* START TEXT EXCERPT *
J. C. v. State, 79-224

Decision Date20 November 1979
Docket NumberNo. 79-224,79-224
Citation377 So.2d 731
PartiesJ.C., a juvenile, Appellant, v. The STATE of Florida, Appellee.
CourtFlorida District Court of Appeals

Bennett H. Brummer, Public Defender and Beth C. Weitzner, Asst. Public Defender, for appellant.

Jim Smith, Atty. Gen., and Joel D. Rosenblatt, Asst. Atty. Gen., for appellee.

Before HENDRY, HUBBART and NESBITT, JJ.

NESBITT, Judge.

This is an appeal from an adjudication of delinquency by the Juvenile Family Division of the Circuit Court of the Eleventh Judicial Circuit. Right of appeal is granted by virtue of Section 39.14(1) of the Florida Statutes (Supp.1978).

The State Attorney initiated this delinquency proceeding by filing a petition pursuant to Section 39.05 of the Florida Statutes (Supp.1978). The appellant was charged with being a "delinquent child" 1 by reason of having committed a "violation of the law," 2 to-wit: entering a dwelling house with the intent to commit a theft; 3 having committed a theft. 4

The victim testified that the appellant, a friend of the victim's son, had access to and had visited the home where the theft occurred numerous times prior to the incident. It was apparently uncontradicted that the dwelling had been unlawfully entered and that certain personal property in excess of one hundred dollars had been removed. The focal point at trial was the identity of the child. It was determined that a rear door which led to a utility room was the point of entry. The State presented testimony of a fingerprint technician who positively identified the latent prints taken from the point of entry as matching those of the appellant. The State argues that the juxtaposition of the prints in relation to the point of entry demonstrates conclusively that they were made during a forcible entry. The victim also testified that the appellant had not been to his home during the week prior to the incident and had never had access to the utility room.
* END TEXT EXCERPT *
* START DATA ROWS *
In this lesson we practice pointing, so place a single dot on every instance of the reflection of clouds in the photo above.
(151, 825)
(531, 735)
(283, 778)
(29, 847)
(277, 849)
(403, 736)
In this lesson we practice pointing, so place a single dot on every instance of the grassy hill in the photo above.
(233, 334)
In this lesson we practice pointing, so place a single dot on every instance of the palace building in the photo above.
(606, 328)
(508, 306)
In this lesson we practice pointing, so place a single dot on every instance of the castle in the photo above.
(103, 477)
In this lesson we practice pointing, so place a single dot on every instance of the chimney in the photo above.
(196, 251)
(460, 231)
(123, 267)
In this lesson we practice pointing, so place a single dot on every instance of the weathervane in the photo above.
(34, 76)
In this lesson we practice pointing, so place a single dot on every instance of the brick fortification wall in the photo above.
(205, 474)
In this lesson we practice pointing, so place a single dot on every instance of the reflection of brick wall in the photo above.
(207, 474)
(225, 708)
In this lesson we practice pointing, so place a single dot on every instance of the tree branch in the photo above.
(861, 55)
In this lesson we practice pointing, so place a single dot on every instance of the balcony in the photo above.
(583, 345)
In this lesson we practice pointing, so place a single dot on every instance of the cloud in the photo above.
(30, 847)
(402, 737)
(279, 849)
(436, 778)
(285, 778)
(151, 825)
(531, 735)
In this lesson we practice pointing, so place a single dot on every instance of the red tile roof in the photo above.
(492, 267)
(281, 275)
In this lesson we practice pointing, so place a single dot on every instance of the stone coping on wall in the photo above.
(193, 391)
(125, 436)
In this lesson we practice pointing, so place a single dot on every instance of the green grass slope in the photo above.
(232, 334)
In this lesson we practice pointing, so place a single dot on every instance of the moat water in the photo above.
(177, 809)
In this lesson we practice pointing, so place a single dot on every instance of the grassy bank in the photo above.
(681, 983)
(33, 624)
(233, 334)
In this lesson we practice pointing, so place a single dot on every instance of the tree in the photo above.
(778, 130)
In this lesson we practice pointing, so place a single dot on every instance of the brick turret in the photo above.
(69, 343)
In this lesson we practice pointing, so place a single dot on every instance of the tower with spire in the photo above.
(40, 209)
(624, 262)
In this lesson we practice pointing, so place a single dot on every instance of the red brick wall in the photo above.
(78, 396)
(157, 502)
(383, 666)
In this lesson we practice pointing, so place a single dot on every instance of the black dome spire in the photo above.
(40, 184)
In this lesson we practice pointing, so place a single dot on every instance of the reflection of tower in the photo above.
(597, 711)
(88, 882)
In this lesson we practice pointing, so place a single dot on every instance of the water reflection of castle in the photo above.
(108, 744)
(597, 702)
* END DATA ROWS *
**DIRECTIONS FOR THIS TASK**:
Rewrite the opinion between "Decision Date20 November" and "and NESBITT, JJ.", inclusive, switching "Public Defender" to "Public Advocate". The lines have nothing to do with this work.

**SOLUTION FOR THIS EXERCISE**:
Decision Date20 November 1979
Docket NumberNo. 79-224,79-224
Citation377 So.2d 731
PartiesJ.C., a juvenile, Appellant, v. The STATE of Florida, Appellee.
CourtFlorida District Court of Appeals

Bennett H. Brummer, Public Advocate and Beth C. Weitzner, Asst. Public Advocate, for appellant.

Jim Smith, Atty. Gen., and Joel D. Rosenblatt, Asst. Atty. Gen., for appellee.

Before HENDRY, HUBBART and NESBITT, JJ.